**Instructions for the task**.
Repeat, exactly and completely, the material that follows. Omit the pictures.

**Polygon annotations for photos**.
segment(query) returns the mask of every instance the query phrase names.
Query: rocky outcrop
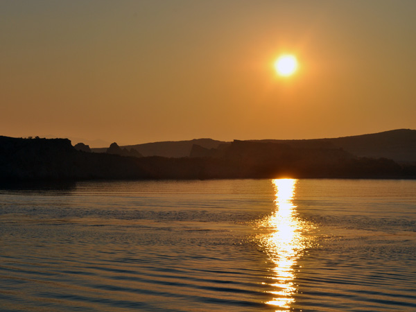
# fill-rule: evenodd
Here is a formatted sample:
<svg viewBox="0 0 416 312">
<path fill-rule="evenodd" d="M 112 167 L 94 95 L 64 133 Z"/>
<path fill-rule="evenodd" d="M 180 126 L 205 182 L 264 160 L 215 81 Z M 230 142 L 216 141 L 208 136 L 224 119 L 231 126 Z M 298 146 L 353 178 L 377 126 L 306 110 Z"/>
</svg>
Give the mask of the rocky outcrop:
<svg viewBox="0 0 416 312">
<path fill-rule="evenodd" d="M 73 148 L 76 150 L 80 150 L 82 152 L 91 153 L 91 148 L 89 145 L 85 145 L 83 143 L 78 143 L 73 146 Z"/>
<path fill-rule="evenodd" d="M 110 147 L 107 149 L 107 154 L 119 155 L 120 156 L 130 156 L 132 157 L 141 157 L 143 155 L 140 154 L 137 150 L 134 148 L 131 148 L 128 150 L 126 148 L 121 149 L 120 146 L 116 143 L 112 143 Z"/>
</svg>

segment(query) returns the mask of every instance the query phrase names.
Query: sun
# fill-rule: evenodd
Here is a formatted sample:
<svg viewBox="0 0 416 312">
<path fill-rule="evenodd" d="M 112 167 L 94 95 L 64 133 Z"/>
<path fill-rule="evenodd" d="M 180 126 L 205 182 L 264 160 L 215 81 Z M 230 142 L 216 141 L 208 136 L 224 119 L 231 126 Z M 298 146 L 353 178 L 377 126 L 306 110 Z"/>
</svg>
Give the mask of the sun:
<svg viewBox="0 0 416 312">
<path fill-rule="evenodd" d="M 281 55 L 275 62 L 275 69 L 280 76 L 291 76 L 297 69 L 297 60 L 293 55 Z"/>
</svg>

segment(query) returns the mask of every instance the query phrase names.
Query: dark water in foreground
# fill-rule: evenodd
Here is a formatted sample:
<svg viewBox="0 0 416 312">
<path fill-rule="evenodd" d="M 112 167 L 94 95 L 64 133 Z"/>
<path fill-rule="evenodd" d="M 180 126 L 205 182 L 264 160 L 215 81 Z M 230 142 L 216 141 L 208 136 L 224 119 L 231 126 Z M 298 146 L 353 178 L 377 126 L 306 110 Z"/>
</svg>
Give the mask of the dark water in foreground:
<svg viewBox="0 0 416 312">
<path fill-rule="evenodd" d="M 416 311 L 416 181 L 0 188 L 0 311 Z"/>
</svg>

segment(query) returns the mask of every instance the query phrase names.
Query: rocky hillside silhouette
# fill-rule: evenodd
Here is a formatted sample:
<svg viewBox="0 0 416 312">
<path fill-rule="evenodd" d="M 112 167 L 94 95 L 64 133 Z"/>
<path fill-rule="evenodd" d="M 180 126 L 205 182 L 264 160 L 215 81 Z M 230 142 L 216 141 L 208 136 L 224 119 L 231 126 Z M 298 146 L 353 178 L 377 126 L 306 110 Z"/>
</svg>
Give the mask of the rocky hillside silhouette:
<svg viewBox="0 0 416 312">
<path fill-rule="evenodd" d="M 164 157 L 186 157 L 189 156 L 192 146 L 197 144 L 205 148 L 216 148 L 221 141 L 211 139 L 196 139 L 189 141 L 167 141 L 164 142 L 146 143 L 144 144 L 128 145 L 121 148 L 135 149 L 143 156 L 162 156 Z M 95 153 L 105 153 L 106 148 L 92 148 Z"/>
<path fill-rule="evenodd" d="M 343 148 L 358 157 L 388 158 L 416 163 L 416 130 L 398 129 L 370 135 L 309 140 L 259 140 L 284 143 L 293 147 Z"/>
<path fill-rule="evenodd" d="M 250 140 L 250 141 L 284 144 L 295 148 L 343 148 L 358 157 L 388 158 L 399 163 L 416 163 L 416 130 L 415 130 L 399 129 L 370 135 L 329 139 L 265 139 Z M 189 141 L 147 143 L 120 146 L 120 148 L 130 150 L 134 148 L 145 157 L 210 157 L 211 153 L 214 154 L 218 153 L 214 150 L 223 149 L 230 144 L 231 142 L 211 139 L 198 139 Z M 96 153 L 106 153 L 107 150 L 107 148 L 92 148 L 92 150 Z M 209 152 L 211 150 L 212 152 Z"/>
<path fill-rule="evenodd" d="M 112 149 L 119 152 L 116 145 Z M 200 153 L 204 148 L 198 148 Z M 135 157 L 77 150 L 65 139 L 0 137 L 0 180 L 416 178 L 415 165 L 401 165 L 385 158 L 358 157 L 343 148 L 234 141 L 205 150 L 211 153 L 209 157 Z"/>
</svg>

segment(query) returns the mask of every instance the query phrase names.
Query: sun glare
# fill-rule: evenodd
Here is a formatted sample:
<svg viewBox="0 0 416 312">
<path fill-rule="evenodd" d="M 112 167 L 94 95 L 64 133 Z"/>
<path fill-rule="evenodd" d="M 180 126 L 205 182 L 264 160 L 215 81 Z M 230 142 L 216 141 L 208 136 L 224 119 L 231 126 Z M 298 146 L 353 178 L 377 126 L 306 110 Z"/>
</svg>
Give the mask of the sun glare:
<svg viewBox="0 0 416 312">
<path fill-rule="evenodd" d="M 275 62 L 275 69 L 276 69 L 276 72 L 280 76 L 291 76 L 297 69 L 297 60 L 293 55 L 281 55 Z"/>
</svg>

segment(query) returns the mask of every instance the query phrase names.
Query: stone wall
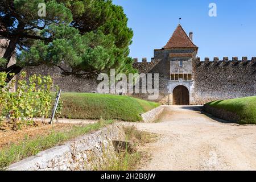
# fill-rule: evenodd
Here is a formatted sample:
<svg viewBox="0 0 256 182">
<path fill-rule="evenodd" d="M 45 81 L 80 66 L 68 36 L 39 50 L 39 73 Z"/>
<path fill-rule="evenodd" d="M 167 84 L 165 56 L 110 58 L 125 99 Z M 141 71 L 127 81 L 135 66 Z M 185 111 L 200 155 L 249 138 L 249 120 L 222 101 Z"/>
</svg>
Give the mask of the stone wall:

**Written answer**.
segment(query) returns the mask of every instance the query phrase names.
Query: rocky outcrop
# fill-rule: evenodd
Here is a formatted sample:
<svg viewBox="0 0 416 312">
<path fill-rule="evenodd" d="M 112 167 L 94 95 L 64 133 Z"/>
<path fill-rule="evenodd" d="M 180 126 L 205 182 L 264 160 L 215 81 Z M 230 142 L 216 141 L 208 136 L 224 119 L 231 126 Z M 298 146 L 353 178 L 377 126 L 306 110 Z"/>
</svg>
Give the mask of the rocky outcrop:
<svg viewBox="0 0 416 312">
<path fill-rule="evenodd" d="M 73 148 L 76 150 L 80 150 L 82 152 L 91 153 L 91 148 L 89 145 L 85 145 L 83 143 L 78 143 L 73 146 Z"/>
<path fill-rule="evenodd" d="M 110 147 L 107 149 L 107 154 L 119 155 L 120 156 L 130 156 L 132 157 L 141 157 L 143 155 L 140 154 L 137 150 L 134 148 L 131 148 L 128 150 L 126 148 L 121 149 L 120 146 L 116 143 L 112 143 Z"/>
</svg>

segment(query) returns the mask of every instance the query phrase names.
Query: sun
# fill-rule: evenodd
Here is a formatted sample:
<svg viewBox="0 0 416 312">
<path fill-rule="evenodd" d="M 112 167 L 94 95 L 64 133 Z"/>
<path fill-rule="evenodd" d="M 180 126 L 205 182 L 264 160 L 215 81 Z M 230 142 L 216 141 L 208 136 L 224 119 L 231 126 Z M 298 146 L 353 178 L 377 126 L 306 110 Z"/>
</svg>
Give the mask of the sun:
<svg viewBox="0 0 416 312">
<path fill-rule="evenodd" d="M 281 55 L 275 62 L 275 69 L 280 76 L 291 76 L 297 69 L 297 60 L 293 55 Z"/>
</svg>

segment(query) returns the mask of every instance the query phrase names.
Query: dark water in foreground
# fill-rule: evenodd
Here is a formatted sample:
<svg viewBox="0 0 416 312">
<path fill-rule="evenodd" d="M 112 167 L 94 95 L 64 133 Z"/>
<path fill-rule="evenodd" d="M 180 126 L 205 182 L 264 160 L 215 81 Z M 230 142 L 216 141 L 208 136 L 224 119 L 231 126 Z M 298 146 L 353 178 L 377 126 L 306 110 Z"/>
</svg>
Give the mask of the dark water in foreground:
<svg viewBox="0 0 416 312">
<path fill-rule="evenodd" d="M 416 311 L 416 181 L 0 188 L 0 311 Z"/>
</svg>

segment(query) returns the mask of every instance the query phrase names.
Query: rocky hillside silhouette
# fill-rule: evenodd
Here is a formatted sample:
<svg viewBox="0 0 416 312">
<path fill-rule="evenodd" d="M 112 167 L 94 95 L 64 133 Z"/>
<path fill-rule="evenodd" d="M 180 126 L 205 182 L 264 160 L 215 81 Z M 230 142 L 216 141 L 208 136 L 224 119 L 231 126 Z M 298 146 L 353 178 L 377 126 L 306 110 Z"/>
</svg>
Give the mask of the rocky hillside silhouette:
<svg viewBox="0 0 416 312">
<path fill-rule="evenodd" d="M 164 157 L 186 157 L 189 156 L 192 146 L 197 144 L 205 148 L 216 148 L 221 141 L 211 139 L 196 139 L 189 141 L 167 141 L 164 142 L 146 143 L 144 144 L 128 145 L 121 148 L 135 149 L 143 156 L 162 156 Z M 95 153 L 105 153 L 106 148 L 92 148 Z"/>
<path fill-rule="evenodd" d="M 343 148 L 358 157 L 388 158 L 416 163 L 416 130 L 398 129 L 370 135 L 309 140 L 259 140 L 284 143 L 293 147 Z"/>
<path fill-rule="evenodd" d="M 250 140 L 250 141 L 284 144 L 295 148 L 343 148 L 358 157 L 388 158 L 399 163 L 416 163 L 416 130 L 415 130 L 399 129 L 370 135 L 329 139 L 265 139 Z M 189 141 L 147 143 L 120 146 L 120 148 L 130 150 L 134 148 L 145 157 L 210 157 L 211 153 L 214 154 L 218 153 L 214 150 L 223 149 L 230 144 L 231 142 L 211 139 L 198 139 Z M 96 153 L 106 153 L 107 150 L 107 148 L 92 148 L 92 150 Z M 209 152 L 211 150 L 212 152 Z"/>
<path fill-rule="evenodd" d="M 112 149 L 119 152 L 116 145 Z M 200 153 L 204 148 L 198 148 Z M 135 157 L 77 150 L 65 139 L 0 137 L 0 180 L 416 178 L 415 165 L 401 165 L 385 158 L 358 157 L 343 148 L 234 141 L 205 150 L 211 153 L 209 157 Z"/>
</svg>

segment(query) returns the mask of every instance the query phrase names.
Query: sun glare
# fill-rule: evenodd
Here is a formatted sample:
<svg viewBox="0 0 416 312">
<path fill-rule="evenodd" d="M 112 167 L 94 95 L 64 133 Z"/>
<path fill-rule="evenodd" d="M 180 126 L 205 182 L 264 160 L 215 81 Z M 230 142 L 216 141 L 208 136 L 224 119 L 231 126 Z M 298 146 L 353 178 L 377 126 L 306 110 Z"/>
</svg>
Give the mask of the sun glare:
<svg viewBox="0 0 416 312">
<path fill-rule="evenodd" d="M 275 62 L 275 69 L 276 69 L 276 72 L 280 76 L 291 76 L 297 69 L 297 60 L 293 55 L 281 55 Z"/>
</svg>

segment(query) returns the mask of every instance the query phrase names.
Query: stone wall
# fill-rule: evenodd
Here is a formatted sample:
<svg viewBox="0 0 256 182">
<path fill-rule="evenodd" d="M 45 81 L 80 66 L 68 36 L 39 50 L 39 73 Z"/>
<path fill-rule="evenodd" d="M 167 84 L 165 56 L 110 58 L 125 99 Z M 141 71 L 127 81 L 135 66 Z M 185 111 L 200 155 L 249 138 L 249 120 L 222 101 Z"/>
</svg>
Give the mask of the stone wall:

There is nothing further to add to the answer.